### AIM OF THE EXERCISE
Omit the pictures while printing every entry below exactly as given.
^^^^^^^^
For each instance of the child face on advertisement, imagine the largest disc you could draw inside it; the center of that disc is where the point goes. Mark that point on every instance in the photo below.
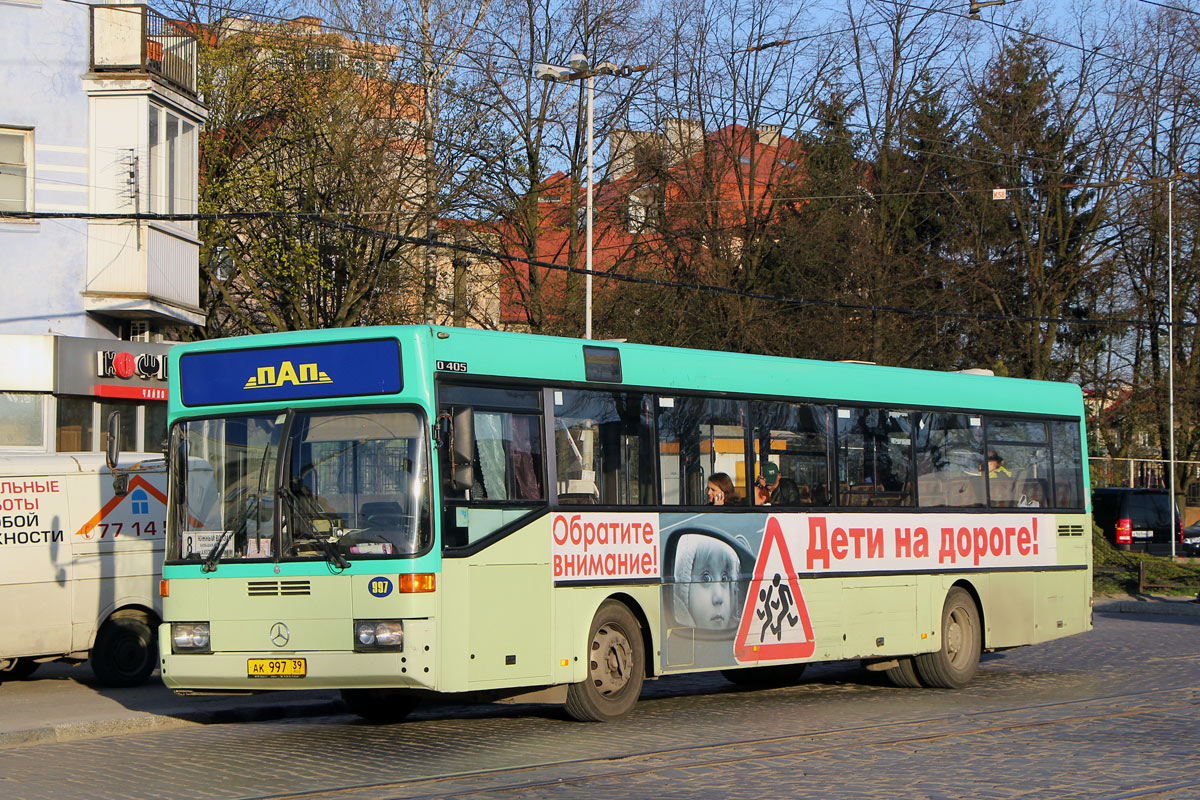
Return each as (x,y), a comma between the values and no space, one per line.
(711,596)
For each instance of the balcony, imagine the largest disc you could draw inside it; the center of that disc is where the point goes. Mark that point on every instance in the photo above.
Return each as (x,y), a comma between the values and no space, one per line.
(135,38)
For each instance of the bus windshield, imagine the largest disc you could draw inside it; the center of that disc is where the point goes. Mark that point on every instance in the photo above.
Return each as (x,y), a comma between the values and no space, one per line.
(335,485)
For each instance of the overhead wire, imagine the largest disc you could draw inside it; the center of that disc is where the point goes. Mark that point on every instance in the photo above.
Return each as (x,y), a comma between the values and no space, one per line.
(653,83)
(797,301)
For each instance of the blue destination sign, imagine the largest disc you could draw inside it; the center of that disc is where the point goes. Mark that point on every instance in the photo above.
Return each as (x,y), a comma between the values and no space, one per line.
(286,373)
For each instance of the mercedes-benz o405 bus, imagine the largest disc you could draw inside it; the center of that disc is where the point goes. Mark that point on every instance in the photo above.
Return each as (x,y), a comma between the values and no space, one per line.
(396,511)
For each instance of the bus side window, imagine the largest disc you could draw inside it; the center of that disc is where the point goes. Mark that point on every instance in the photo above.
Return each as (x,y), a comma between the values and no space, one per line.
(604,447)
(1068,471)
(507,461)
(797,438)
(699,437)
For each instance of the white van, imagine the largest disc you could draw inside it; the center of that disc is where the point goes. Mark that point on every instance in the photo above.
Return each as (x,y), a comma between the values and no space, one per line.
(79,565)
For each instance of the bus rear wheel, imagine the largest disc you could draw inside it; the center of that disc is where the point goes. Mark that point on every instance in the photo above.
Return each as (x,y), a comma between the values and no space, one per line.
(616,667)
(381,704)
(125,651)
(18,669)
(955,662)
(904,674)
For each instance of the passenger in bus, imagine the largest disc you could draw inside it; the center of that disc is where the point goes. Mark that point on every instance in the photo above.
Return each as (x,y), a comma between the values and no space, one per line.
(780,491)
(706,571)
(720,489)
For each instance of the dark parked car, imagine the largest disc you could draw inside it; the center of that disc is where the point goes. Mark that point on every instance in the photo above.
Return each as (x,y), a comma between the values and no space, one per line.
(1138,519)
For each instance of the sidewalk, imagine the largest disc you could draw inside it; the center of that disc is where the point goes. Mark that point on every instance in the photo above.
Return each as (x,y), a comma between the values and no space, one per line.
(60,703)
(1149,605)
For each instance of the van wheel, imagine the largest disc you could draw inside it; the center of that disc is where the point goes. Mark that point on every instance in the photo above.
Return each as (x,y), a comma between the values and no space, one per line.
(957,661)
(765,677)
(381,704)
(616,667)
(904,674)
(19,669)
(125,651)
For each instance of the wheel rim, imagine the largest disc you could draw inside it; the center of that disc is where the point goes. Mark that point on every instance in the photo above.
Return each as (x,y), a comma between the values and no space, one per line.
(958,636)
(612,660)
(129,654)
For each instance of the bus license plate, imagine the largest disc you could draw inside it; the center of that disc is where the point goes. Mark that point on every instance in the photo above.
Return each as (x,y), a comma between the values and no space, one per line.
(276,668)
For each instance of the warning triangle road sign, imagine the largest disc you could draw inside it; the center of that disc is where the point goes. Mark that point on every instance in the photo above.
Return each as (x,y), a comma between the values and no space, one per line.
(775,621)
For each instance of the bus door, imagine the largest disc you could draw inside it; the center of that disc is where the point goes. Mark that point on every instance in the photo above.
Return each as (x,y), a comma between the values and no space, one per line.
(493,481)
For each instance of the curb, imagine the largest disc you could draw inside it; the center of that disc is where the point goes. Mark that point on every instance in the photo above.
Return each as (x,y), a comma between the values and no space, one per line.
(147,722)
(1152,607)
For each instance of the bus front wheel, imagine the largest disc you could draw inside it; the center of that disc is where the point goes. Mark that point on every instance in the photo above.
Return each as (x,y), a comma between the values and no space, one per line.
(955,662)
(616,667)
(125,651)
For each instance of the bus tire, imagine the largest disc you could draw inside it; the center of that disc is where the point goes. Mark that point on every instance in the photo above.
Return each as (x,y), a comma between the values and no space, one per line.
(955,662)
(382,705)
(904,674)
(616,667)
(126,650)
(765,677)
(19,669)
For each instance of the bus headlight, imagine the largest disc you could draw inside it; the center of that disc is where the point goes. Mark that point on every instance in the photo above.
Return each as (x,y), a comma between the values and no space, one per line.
(190,637)
(378,635)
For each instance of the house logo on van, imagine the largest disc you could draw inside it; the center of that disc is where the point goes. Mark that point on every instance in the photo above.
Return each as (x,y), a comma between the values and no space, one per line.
(142,492)
(288,374)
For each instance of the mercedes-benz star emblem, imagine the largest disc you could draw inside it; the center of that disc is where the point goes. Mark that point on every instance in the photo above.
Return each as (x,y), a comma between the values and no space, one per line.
(280,635)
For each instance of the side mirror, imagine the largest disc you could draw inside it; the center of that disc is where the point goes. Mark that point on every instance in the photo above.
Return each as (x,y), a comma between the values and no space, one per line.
(112,452)
(462,449)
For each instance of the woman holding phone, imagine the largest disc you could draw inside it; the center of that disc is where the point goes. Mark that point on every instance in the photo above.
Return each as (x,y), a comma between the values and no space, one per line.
(720,489)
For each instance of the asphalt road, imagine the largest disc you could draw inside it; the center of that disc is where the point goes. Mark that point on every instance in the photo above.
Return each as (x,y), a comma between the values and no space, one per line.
(1110,714)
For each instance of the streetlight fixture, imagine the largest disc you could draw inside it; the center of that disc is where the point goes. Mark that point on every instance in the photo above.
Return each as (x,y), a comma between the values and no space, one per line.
(580,68)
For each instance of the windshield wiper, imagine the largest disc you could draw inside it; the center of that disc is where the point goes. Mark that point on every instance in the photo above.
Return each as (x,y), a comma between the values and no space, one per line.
(294,501)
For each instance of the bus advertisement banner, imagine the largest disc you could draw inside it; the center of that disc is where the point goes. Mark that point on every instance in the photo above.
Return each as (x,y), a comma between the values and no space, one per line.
(733,583)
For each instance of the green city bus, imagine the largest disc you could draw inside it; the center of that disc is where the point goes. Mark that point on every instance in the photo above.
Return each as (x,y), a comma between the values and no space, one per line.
(399,511)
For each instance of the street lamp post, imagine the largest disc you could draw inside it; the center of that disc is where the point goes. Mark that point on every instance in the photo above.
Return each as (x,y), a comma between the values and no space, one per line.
(579,68)
(1170,350)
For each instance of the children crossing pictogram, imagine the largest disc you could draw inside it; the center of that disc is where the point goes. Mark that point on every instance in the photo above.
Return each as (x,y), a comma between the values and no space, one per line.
(775,621)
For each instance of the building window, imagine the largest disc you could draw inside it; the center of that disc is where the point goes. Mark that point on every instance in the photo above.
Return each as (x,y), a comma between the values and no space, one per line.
(16,169)
(82,425)
(21,420)
(172,175)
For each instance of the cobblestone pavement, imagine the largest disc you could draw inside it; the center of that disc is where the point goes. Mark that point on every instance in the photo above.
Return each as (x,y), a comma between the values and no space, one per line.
(1113,714)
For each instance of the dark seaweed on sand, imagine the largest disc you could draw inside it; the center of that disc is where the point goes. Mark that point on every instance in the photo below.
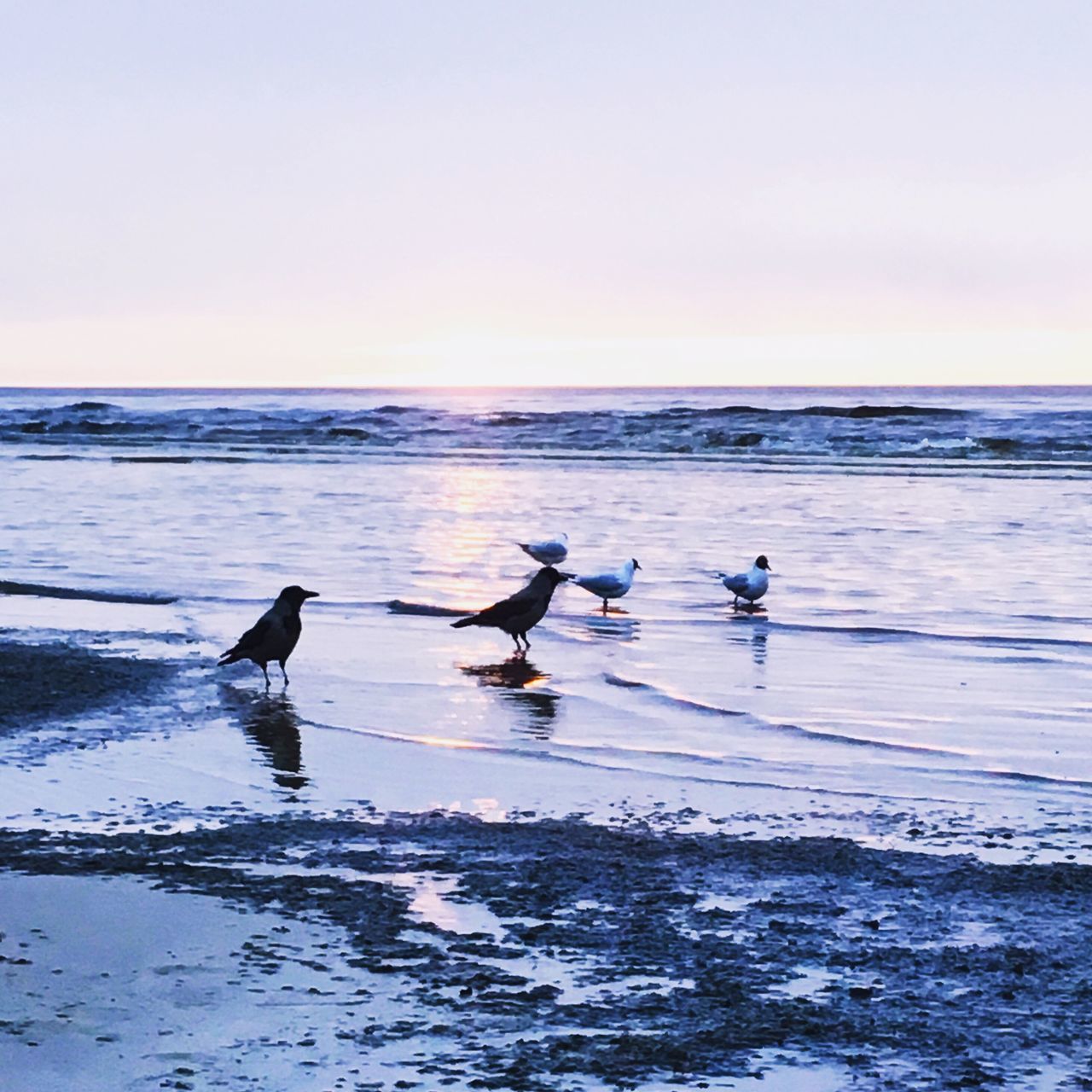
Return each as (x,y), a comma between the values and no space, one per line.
(682,946)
^^^^^^^^
### OUTPUT
For each instance of the child face on advertisement, imagine the largest disc you could draw inside it; the center of that disc is where the point goes. Mark that point on every instance in the photo below.
Return each as (x,y), a comma between the values and no space, one per line.
(711,596)
For each instance of the balcony, imagine the largest disc you could draw inside it; the center of that disc is where the point goes. Mark that point on every instance in the photo above.
Return each as (x,y), a comma between the values and no space, one per line.
(135,38)
For each instance of the bus windshield, imagine the largest disc you could draw inside it; the center of that disc is where the point goes. Mark that point on every instance in the photo above.
Return each as (x,y), a comma between the values and no space, one per line.
(335,485)
For each instance of the overhead wire, imagine the largest disc you could draw inside it; the center of that disc is where the point goes. Mark that point on every instance in the photo above.
Return each as (x,y), a comma between the values and no space, one per line.
(653,83)
(797,301)
For each instance of the blue destination sign, imagine the largest disc you could draw inside it; the center of that disc is where the point goes. Mark that point on every instance in the photo above.
Return each as (x,y), a comma between the values and no space, one per line.
(286,373)
For each instance of the mercedes-benz o405 bus, imagine the largest disc you could draw inside it; the center of that disc is where the point goes. Mark that point on every instance in the photo above.
Return each as (x,y), a comma between the values and no space, one per line.
(396,511)
For each instance of the bus side window, imagine the largest disc you could draw inside it; the center of that disc is where the point goes. Mark that point on every instance in the photo above.
Return each as (x,y), a comma between the values and no space, one per line.
(604,447)
(1068,471)
(507,461)
(797,438)
(699,437)
For each instance of the white van, imagine the largest disc you could draw inside it; the center of that disc is where the point goes. Mark that point on every instance in the photo above.
Return each as (x,y), a comma between the values and no space, one per line.
(79,565)
For each instance of the bus rear wheel, imagine the largest disc you could draw inside it; the center of that disc is where the point goes. Mark that point on every instance in the photo above.
Return each as (x,y), a comma between the values and no space, one per line.
(616,667)
(381,704)
(125,651)
(18,669)
(955,662)
(904,674)
For each instance of the passenger in bus, imagine the largest disc you could draw inside it; the center of that disc is where the point goes. Mark that point on every instance in the photo above.
Return each as (x,y), a comma between the values and no space, one per line.
(780,491)
(706,571)
(720,489)
For each instance of the dark parked car, imagine the largest disc you could draw inside it; the center of that disc is where the point goes. Mark that point on every instance in the photo above.
Return each as (x,y), a comma between the values and no space, one per line.
(1138,519)
For each instance of the sidewalk, imagine the largest disc you could draw inside it; the center of that disc is where the point goes. Mark that point on every instance in the photo above.
Return each as (x,y), a comma between the values and no space, one per line.
(60,703)
(1149,605)
For each instance of the van wheel, imagine the largest disc you could draw inside it; the center of that disc is where the point goes. Mark that point on every instance in the photo above.
Return each as (x,y), a comma between the values and no space, one per line.
(957,661)
(765,677)
(381,704)
(616,667)
(904,674)
(19,669)
(125,651)
For each instance of the wheel rim, imagine the largest disc you could draw inside it; the center of that disc is where the point goes. Mark that point on every instance in the photo above.
Return each as (x,y), a comma between the values and no space, one per line.
(958,636)
(612,660)
(129,654)
For each instance of the bus license plate, imagine the largest disc you could draw inside it; the center of that disc is where the point goes. Mark that point on every instance in the photo above.
Return each as (x,y), a comma between the values and no space, one per line.
(276,668)
For each instance of the warning triangle road sign, imagine the largest disc you could draw inside it; the center of that disc is where the point goes. Mark that point on every instance in the photo above.
Return each as (x,y), a comma between the values and no space, one per line.
(775,621)
For each instance of the bus door, imagine the largest disc you could draw inside it; the center of that disc is where the point goes. Mark that point on every instance in the photo above.
Return each as (x,y), a comma between the values and no space, one per line.
(493,481)
For each instance of the curb, imagine the largest disc you could draw inside it; the center of that disc is where the point goes. Mark that point on every instance in the photo above.
Return each as (x,y), a comma between the values and no space, one per line.
(147,722)
(1152,607)
For each instance of the bus front wheel, imagine the largest disc you could draw inside it; the center of that disc is where the point goes. Mark that point on every instance in the photo above.
Return each as (x,y), a comma between the values and no space, one per line.
(955,662)
(616,667)
(125,651)
For each instance of the bus tire, imagine the largest disc you could draw inside it; the center of that disc is where the point goes. Mark that point on every instance in the photo above.
Return each as (x,y), a comma between the values and no space, one per line.
(955,662)
(382,705)
(904,674)
(616,667)
(126,650)
(765,677)
(19,669)
For each instance of the bus headlight, imagine the largest disc you could draw inside it; the center of that disc is where the point goes. Mark that point on every instance in the photo above.
Return each as (x,y), a comma between the values and no space, one per line.
(190,637)
(378,635)
For each instance of the house logo on van, imagine the largest disc you could draw inside it; the center of that disc is where the point goes. Mark that point on every instance in the photo above.
Return each as (x,y), a comma between the values and no space, one per line.
(142,492)
(288,374)
For each instance of the mercedes-benz star emblem, imagine the largest disc you could draw inside it; the center of that disc is where the point goes. Mark that point on every instance in the photo above.
Return each as (x,y), a comma between the values and no space, one per line.
(280,635)
For each instance of the side mirror, imagine the largest disc you could draw inside it; the center of that disc is where the point goes. Mark that point on every instance in the photo above.
Return each as (x,y), a comma between the values and no space, one per line.
(112,452)
(462,449)
For each instance of the woman holding phone, imagine the largest disc you could draw inside it; the center of that disc is where the point goes. Mark that point on every instance in the photo above.
Return each as (x,y), a comma between the values and no space, one per line.
(720,489)
For each instance of the asphalt road, imagine the largest disc you could draw inside it; the center of that disc is where the point goes. Mark that point on every instance in the photo above.
Return each as (x,y), a comma between the values and no space, one per line.
(1110,714)
For each instance of the streetlight fixture, imagine the largest disc you could draw inside it; the center of that disc is where the point goes. Mark that point on every instance in the photo above.
Return each as (x,y), a comma between the values and no space, one per line.
(580,68)
For each instance of the windshield wiper, imagine the largest disc you could draw inside it; the center of that disc is where the point goes. Mark that point on every instance in the photo above.
Return each as (x,y), a comma between the values and no space, one per line.
(294,501)
For each instance of the bus advertisement banner, imagine the largest disc you could draw inside it; the center of that disc is where the point goes. Mark that point on every instance in the photo above.
Return each as (x,y), a comma between the values and no space, one per line.
(733,583)
For each instance of the green city bus, imagine the largest disc you could draw inside it; the center of that disc is where the point goes. Mark that point on every instance in the photo above.
Return each as (x,y), a comma between the values and no space, one per line.
(399,511)
For each instance of the street lamp post, imagine the largest disc you could draw inside it; the center of that disc is where the point goes. Mark that point on every instance in the photo above.
Return each as (x,y), a comma between the values and no space, one per line.
(579,68)
(1170,350)
For each instance of the children crossing pictogram, imagine the largest disc you could draw inside it; the center of that disc is where the point goes. Mark that point on every instance in the photo above.
Return each as (x,y), a comma between the values and no space, one per line.
(775,621)
For each instance of the building window, imagine the largest disc you could draw inside it; the center of that disc is where the point goes. Mark that point on every instance in the photo above.
Return each as (x,y), a comma between the values and no space, one per line.
(16,169)
(82,425)
(21,420)
(172,175)
For each instance of the cobblestone pavement, imagine the largest disc you could draw inside it; the center of that disc is where the point goes. Mark that point on every instance in the photo above.
Return each as (x,y), a comma between the values and no space, one per line.
(1113,714)
For each instance of the dark seaweed on sand, imagine the largest disc you could draw inside it; the center of that disc is where the point goes. Mark that point on every instance in the photo below.
Return each as (x,y), a comma between the values and no space, one per line.
(682,946)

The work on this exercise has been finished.